___ Data to use

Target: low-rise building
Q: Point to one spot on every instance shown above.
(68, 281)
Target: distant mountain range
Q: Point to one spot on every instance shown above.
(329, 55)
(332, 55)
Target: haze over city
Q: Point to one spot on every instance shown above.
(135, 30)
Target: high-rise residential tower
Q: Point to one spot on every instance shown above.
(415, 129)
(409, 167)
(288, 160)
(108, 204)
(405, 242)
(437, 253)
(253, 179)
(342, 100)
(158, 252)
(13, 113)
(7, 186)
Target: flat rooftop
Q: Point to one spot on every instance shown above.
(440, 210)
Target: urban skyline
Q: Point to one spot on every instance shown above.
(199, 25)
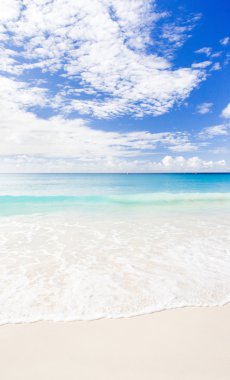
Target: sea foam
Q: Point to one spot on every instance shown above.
(76, 267)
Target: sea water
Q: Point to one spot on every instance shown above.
(87, 246)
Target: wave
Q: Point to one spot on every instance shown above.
(148, 198)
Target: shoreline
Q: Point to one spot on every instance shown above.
(188, 343)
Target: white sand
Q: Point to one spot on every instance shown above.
(183, 344)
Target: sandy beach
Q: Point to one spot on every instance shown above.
(182, 344)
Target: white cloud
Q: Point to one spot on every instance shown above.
(216, 67)
(204, 108)
(225, 41)
(205, 50)
(101, 46)
(191, 164)
(213, 131)
(30, 164)
(226, 112)
(201, 65)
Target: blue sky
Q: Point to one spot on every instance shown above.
(114, 86)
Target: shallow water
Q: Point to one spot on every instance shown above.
(91, 246)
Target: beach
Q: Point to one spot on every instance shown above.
(181, 344)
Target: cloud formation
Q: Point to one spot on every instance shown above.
(226, 112)
(204, 108)
(102, 47)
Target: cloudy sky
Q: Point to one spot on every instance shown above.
(114, 86)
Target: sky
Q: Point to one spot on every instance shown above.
(114, 86)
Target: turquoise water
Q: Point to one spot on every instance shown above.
(80, 247)
(33, 193)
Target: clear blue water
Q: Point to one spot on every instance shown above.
(29, 193)
(87, 246)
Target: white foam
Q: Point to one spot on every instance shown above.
(74, 267)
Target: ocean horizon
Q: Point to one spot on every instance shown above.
(83, 247)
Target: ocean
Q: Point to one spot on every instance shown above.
(89, 246)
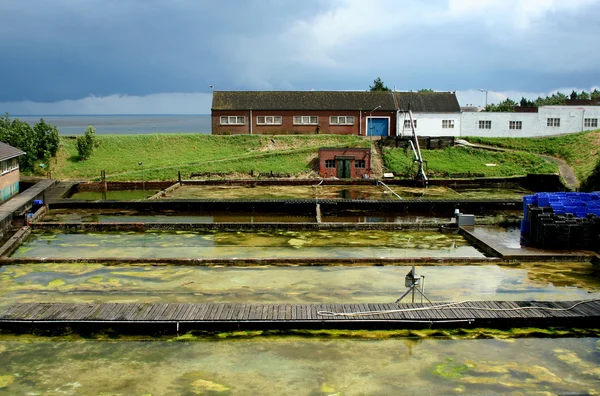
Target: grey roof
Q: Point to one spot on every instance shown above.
(8, 151)
(430, 102)
(302, 100)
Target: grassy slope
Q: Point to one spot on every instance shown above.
(580, 150)
(459, 160)
(164, 155)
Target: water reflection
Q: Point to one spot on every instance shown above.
(290, 285)
(295, 366)
(247, 244)
(368, 192)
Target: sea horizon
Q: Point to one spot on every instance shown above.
(123, 124)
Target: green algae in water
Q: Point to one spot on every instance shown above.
(247, 244)
(299, 366)
(75, 282)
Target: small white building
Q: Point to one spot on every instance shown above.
(548, 121)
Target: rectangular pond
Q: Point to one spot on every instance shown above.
(278, 365)
(112, 195)
(246, 244)
(368, 192)
(132, 216)
(98, 283)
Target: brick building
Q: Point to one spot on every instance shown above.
(360, 113)
(9, 180)
(344, 163)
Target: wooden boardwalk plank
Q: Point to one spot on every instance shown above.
(501, 312)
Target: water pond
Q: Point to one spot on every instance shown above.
(299, 366)
(291, 285)
(246, 244)
(112, 195)
(368, 192)
(131, 216)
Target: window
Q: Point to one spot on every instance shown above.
(269, 120)
(553, 122)
(485, 124)
(407, 123)
(515, 125)
(233, 120)
(447, 123)
(341, 120)
(306, 120)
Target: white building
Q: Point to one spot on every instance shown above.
(548, 121)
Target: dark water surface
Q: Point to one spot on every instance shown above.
(125, 124)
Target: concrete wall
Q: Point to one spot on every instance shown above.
(428, 124)
(533, 124)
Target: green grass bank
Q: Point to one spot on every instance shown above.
(163, 155)
(580, 150)
(462, 161)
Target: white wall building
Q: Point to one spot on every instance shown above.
(548, 121)
(432, 124)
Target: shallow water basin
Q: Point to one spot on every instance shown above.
(299, 366)
(246, 244)
(112, 195)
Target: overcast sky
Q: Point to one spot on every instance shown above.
(159, 56)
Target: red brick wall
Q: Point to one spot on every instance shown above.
(288, 127)
(9, 178)
(359, 154)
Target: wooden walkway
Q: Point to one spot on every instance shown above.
(174, 318)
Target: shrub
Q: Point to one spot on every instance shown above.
(87, 143)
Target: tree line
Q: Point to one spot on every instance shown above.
(556, 99)
(39, 142)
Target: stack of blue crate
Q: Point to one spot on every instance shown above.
(561, 220)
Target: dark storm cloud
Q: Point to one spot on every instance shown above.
(72, 49)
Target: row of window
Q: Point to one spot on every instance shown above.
(360, 164)
(278, 120)
(311, 120)
(349, 120)
(9, 165)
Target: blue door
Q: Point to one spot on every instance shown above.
(378, 127)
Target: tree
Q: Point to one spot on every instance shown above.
(39, 143)
(47, 139)
(87, 143)
(378, 86)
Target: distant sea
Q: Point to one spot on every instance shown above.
(124, 124)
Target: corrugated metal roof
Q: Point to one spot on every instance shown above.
(8, 151)
(429, 102)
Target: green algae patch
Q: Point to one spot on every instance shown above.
(6, 380)
(201, 386)
(56, 283)
(448, 334)
(449, 369)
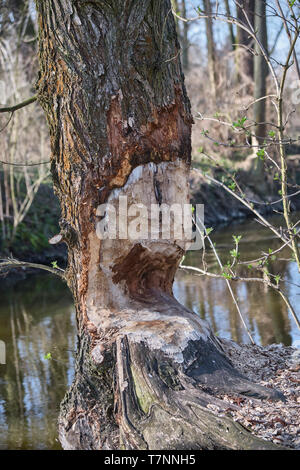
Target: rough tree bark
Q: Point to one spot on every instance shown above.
(112, 89)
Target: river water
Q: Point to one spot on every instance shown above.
(37, 317)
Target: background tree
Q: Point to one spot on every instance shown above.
(244, 60)
(120, 124)
(211, 49)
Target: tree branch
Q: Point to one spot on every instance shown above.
(10, 263)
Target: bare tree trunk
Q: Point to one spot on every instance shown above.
(260, 89)
(260, 70)
(211, 49)
(185, 40)
(230, 25)
(182, 32)
(112, 89)
(244, 61)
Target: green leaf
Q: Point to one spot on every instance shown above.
(261, 153)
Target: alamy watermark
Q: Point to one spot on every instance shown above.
(176, 222)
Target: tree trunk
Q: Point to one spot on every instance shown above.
(244, 61)
(185, 39)
(112, 89)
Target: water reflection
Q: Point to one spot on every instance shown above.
(37, 317)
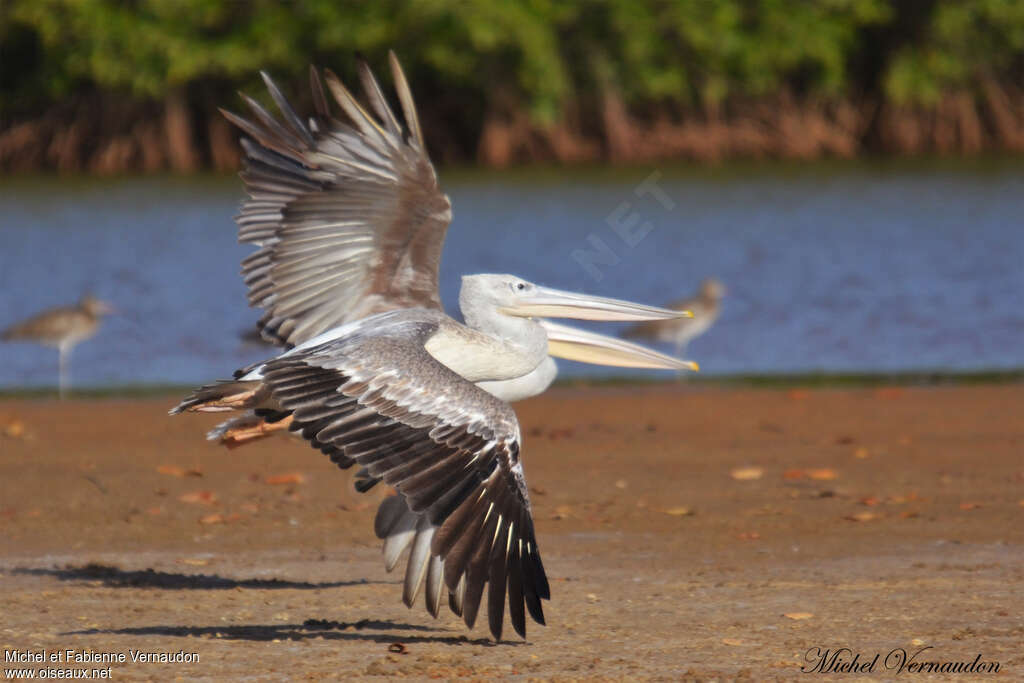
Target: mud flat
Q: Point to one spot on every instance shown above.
(688, 531)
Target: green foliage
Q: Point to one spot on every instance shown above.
(535, 53)
(962, 41)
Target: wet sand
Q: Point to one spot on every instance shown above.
(687, 531)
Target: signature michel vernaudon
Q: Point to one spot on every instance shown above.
(896, 660)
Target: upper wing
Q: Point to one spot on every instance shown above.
(450, 447)
(348, 217)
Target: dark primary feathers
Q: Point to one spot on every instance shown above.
(348, 217)
(449, 447)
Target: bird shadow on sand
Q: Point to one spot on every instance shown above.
(376, 631)
(113, 577)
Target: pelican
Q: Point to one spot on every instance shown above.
(706, 307)
(62, 329)
(349, 222)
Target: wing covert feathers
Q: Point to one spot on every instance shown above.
(452, 452)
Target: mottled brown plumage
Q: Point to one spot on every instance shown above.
(705, 306)
(61, 329)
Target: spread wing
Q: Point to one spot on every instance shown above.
(449, 447)
(348, 217)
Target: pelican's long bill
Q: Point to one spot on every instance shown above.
(547, 302)
(576, 344)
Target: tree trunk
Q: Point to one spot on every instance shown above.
(180, 141)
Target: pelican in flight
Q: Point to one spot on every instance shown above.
(61, 328)
(349, 221)
(706, 307)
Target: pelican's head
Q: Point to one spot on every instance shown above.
(513, 296)
(503, 304)
(95, 306)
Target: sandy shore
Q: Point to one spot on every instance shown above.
(688, 532)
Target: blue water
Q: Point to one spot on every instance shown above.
(836, 268)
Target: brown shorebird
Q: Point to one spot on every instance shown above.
(61, 328)
(706, 307)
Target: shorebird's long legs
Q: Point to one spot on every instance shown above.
(65, 351)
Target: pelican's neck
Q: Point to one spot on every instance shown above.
(492, 345)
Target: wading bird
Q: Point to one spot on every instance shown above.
(706, 307)
(349, 223)
(61, 329)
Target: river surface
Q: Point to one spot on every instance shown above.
(828, 267)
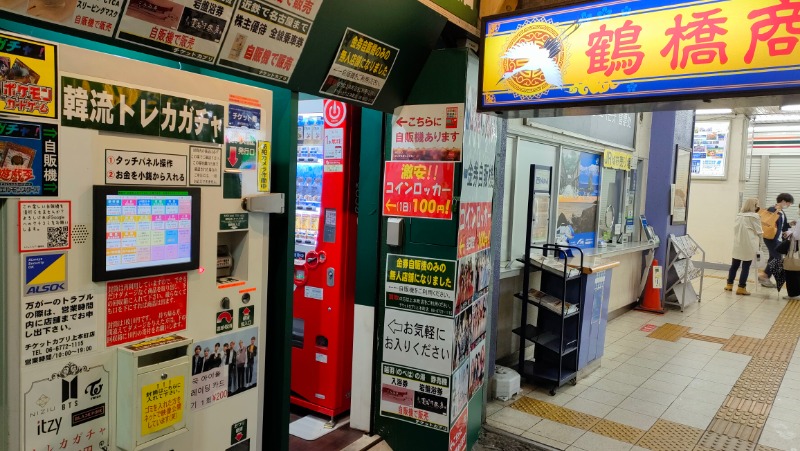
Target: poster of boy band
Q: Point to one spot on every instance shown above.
(224, 366)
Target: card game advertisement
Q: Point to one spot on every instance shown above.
(27, 77)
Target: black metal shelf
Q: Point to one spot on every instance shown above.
(547, 373)
(556, 337)
(534, 265)
(541, 306)
(547, 339)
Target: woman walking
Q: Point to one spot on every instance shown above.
(792, 276)
(746, 238)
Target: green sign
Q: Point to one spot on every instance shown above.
(233, 221)
(240, 156)
(224, 321)
(246, 316)
(107, 107)
(420, 284)
(238, 432)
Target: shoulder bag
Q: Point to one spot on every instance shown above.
(792, 260)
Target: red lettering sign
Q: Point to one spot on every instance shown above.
(144, 308)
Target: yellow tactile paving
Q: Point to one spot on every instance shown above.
(668, 436)
(669, 332)
(742, 345)
(555, 413)
(618, 431)
(738, 423)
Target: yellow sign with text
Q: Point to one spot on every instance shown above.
(27, 77)
(615, 159)
(264, 161)
(163, 404)
(631, 49)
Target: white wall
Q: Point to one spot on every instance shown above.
(714, 204)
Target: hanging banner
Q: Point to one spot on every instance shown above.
(68, 408)
(428, 132)
(125, 167)
(267, 37)
(710, 146)
(418, 190)
(415, 396)
(98, 17)
(419, 284)
(28, 76)
(638, 51)
(189, 28)
(360, 68)
(103, 106)
(28, 158)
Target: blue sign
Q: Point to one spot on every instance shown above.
(242, 117)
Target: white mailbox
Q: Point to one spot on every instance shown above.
(152, 391)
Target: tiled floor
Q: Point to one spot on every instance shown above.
(686, 394)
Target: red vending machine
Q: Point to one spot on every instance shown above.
(324, 259)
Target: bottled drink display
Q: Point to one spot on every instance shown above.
(309, 177)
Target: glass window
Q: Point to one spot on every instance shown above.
(579, 189)
(613, 184)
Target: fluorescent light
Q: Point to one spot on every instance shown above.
(715, 111)
(777, 118)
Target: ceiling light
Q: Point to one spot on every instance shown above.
(715, 111)
(777, 118)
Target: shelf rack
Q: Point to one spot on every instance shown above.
(681, 271)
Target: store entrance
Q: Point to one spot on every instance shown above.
(324, 272)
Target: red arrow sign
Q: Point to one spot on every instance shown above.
(232, 156)
(226, 316)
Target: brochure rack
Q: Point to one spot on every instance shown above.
(556, 333)
(681, 271)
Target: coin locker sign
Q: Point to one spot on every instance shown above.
(163, 404)
(418, 189)
(28, 73)
(415, 396)
(420, 284)
(68, 409)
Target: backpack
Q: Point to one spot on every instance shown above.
(769, 223)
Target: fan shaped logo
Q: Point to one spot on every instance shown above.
(535, 57)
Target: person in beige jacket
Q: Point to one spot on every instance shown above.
(746, 238)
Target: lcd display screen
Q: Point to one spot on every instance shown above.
(140, 232)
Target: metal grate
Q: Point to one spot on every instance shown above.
(668, 436)
(669, 332)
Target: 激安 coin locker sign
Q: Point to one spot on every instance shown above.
(638, 51)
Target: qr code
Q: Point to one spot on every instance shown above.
(58, 236)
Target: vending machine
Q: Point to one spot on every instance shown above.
(324, 260)
(133, 287)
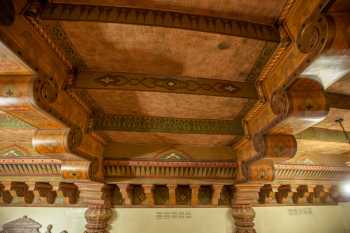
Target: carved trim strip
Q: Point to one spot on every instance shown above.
(319, 134)
(30, 167)
(314, 172)
(125, 15)
(193, 170)
(167, 124)
(157, 83)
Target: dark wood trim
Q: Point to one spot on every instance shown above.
(158, 18)
(169, 84)
(167, 125)
(338, 100)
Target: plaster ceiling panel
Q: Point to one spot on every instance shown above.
(251, 10)
(321, 153)
(335, 113)
(170, 139)
(167, 105)
(163, 51)
(10, 64)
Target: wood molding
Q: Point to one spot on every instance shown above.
(336, 100)
(166, 124)
(169, 84)
(320, 134)
(158, 18)
(311, 172)
(219, 171)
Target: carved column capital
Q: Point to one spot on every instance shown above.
(98, 198)
(97, 217)
(242, 210)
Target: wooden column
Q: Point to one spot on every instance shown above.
(242, 210)
(124, 190)
(216, 194)
(172, 194)
(148, 189)
(194, 194)
(99, 212)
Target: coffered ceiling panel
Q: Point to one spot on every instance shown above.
(322, 153)
(167, 105)
(163, 51)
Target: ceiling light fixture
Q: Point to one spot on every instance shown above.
(340, 122)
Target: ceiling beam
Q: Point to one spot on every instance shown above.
(149, 17)
(320, 134)
(167, 125)
(168, 84)
(338, 100)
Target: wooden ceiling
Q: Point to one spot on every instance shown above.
(203, 80)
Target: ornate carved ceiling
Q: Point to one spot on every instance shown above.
(202, 81)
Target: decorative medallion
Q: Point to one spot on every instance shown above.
(45, 90)
(157, 83)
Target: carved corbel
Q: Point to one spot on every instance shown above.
(61, 143)
(125, 190)
(194, 194)
(217, 188)
(29, 99)
(65, 193)
(149, 193)
(284, 194)
(300, 194)
(99, 199)
(172, 194)
(267, 194)
(298, 107)
(316, 34)
(242, 211)
(21, 193)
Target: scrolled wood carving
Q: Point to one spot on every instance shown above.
(57, 142)
(316, 34)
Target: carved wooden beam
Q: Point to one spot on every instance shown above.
(166, 124)
(320, 134)
(169, 84)
(338, 100)
(41, 100)
(149, 17)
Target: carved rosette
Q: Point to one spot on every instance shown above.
(97, 217)
(244, 218)
(316, 34)
(7, 12)
(45, 90)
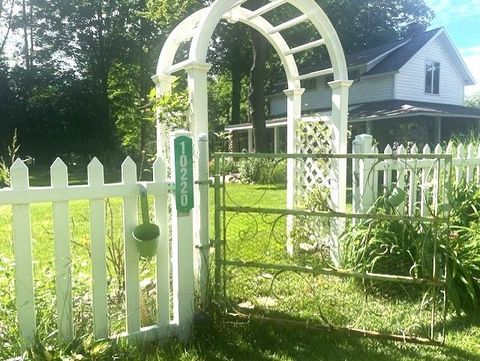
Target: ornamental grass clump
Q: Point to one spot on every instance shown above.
(406, 248)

______

Written task -
Without the pictures, retype exactly the lines from the one that holds "Target: wood molding" to the last line of the data above, both of them included.

Answer to this task -
Target: wood molding
Q: Point to one spot on every instance shown above.
(336, 100)
(166, 124)
(169, 84)
(320, 134)
(158, 18)
(311, 172)
(219, 171)
Target: carved column capital
Q: Point to one spot on every instance shown above.
(98, 198)
(97, 217)
(242, 210)
Target: wooden column
Q: Point to one spot on every instance shown above.
(242, 210)
(124, 190)
(216, 194)
(172, 194)
(148, 189)
(194, 194)
(99, 212)
Target: coffered ceiling panel
Q: Point to one spot on every instance shown above.
(322, 153)
(167, 105)
(163, 51)
Target: ceiling light fixture
Q: Point to one spot on every instance shown above.
(340, 122)
Target: ceiling beam
Q: Point to one spot on every instance shown above.
(149, 17)
(320, 134)
(167, 125)
(168, 84)
(338, 100)
Target: wooden ceiling
Q: Point to one spot on every instance shown above.
(203, 80)
Target: ornate carved ceiling
Q: Point to one spot on every instance shown above.
(202, 81)
Target: decorative medallion
Q: Point to one spot on every instance shown above.
(45, 90)
(157, 83)
Target: carved corbel
Q: Point to one spot on every instance shown above.
(61, 143)
(125, 190)
(194, 194)
(217, 188)
(29, 99)
(65, 193)
(149, 193)
(284, 194)
(300, 194)
(99, 199)
(172, 194)
(267, 194)
(298, 107)
(316, 34)
(242, 211)
(21, 193)
Target: scrolled wood carving
Q: Point to one spot on every instance shown above.
(57, 142)
(316, 34)
Target: carved wooden beam
Q: Point to one spot on every instance shown above.
(166, 124)
(320, 134)
(169, 84)
(338, 100)
(41, 100)
(149, 17)
Target: carved rosette
Q: Point to one spot on every instance shown above.
(97, 217)
(244, 218)
(316, 34)
(7, 12)
(45, 90)
Target: ornamental grass clump
Q: Point to one spot on every instance shown above.
(406, 248)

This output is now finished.